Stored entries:
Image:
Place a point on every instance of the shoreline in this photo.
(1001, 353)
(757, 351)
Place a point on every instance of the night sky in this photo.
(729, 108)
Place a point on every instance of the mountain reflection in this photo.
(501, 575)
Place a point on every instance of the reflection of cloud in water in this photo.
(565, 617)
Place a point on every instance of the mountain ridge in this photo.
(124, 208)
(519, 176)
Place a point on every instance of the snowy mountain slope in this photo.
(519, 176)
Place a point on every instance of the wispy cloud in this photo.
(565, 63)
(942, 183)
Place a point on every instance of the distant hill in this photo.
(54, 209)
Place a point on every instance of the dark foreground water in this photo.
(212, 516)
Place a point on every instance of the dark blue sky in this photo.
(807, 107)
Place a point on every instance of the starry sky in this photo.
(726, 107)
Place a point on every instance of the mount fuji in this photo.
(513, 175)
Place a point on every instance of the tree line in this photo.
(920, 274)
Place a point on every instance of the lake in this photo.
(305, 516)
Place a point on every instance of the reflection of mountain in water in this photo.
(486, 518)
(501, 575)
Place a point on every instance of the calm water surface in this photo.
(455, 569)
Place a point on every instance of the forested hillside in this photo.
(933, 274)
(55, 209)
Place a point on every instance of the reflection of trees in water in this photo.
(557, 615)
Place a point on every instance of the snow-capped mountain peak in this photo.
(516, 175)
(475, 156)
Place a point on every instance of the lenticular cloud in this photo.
* * *
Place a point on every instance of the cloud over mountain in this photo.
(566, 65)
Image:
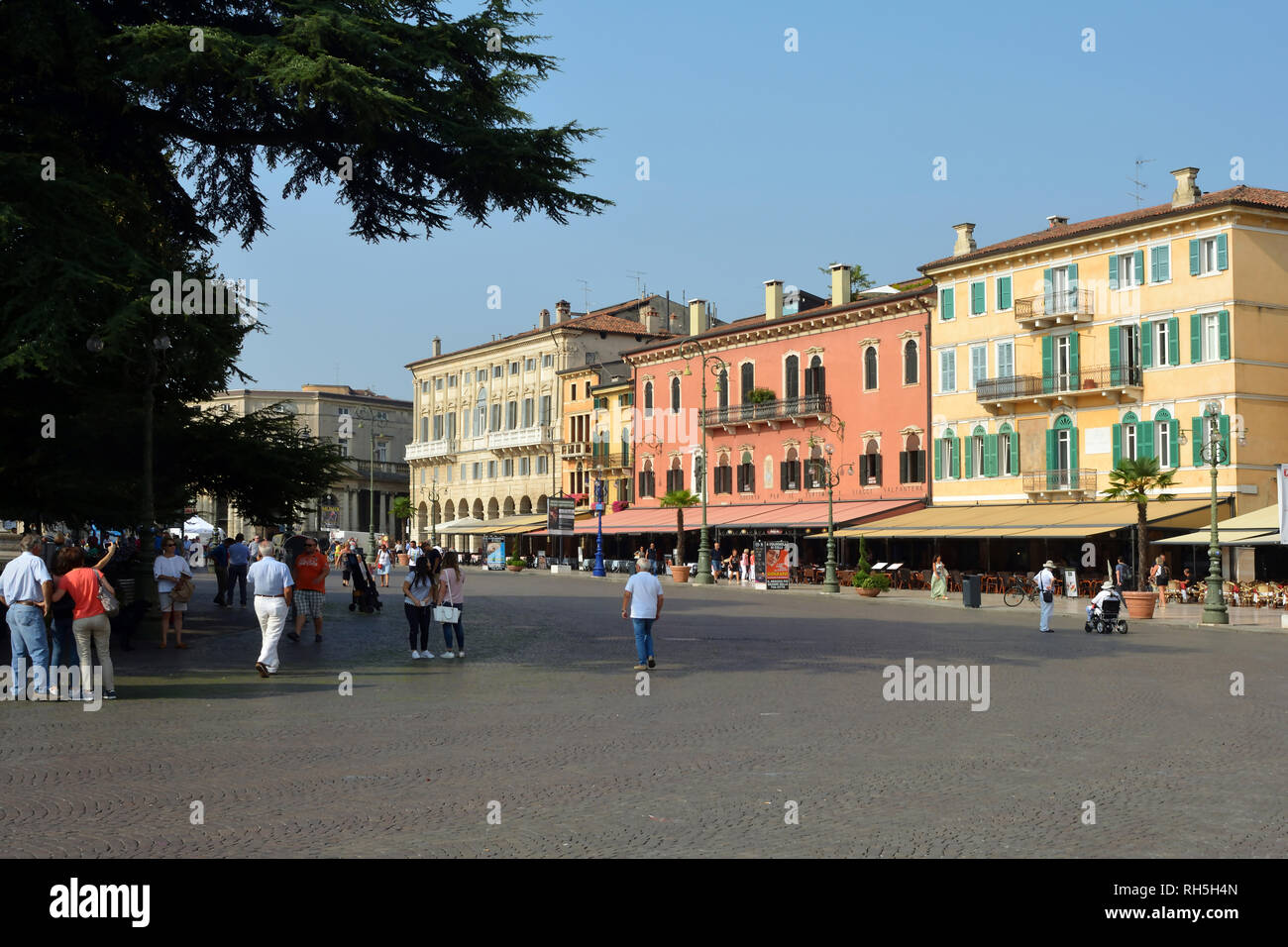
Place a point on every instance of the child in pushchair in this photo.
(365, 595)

• _Task item_:
Retype exactly, and only, the lines above from the one where "Place a point on every instance of the starry" occurs up to and including the one where "Place a point on every instance of the lenticular" occurs.

• _Exercise response_:
Place a point on every instance of the starry sky in this photo.
(726, 107)
Place a point on every instance of the mount fuji in this photo.
(513, 175)
Place a point on every instance of the tree line in this photo.
(920, 274)
Place a point on every instance of the lake in this photo.
(305, 516)
Place a point on every instance of the reflection of mountain in water in this photo.
(486, 518)
(501, 575)
Place a point on every instance of the calm water surface in this photo.
(455, 569)
Place a point on every instance of the forested hillside in this photo.
(933, 274)
(55, 209)
Place a point on every instance of the reflection of trees in water in this photo.
(557, 615)
Place a point on every instance of the snow-capped mountain peak in this photo.
(516, 175)
(475, 156)
Place a point on every instance of the lenticular cloud in this photo.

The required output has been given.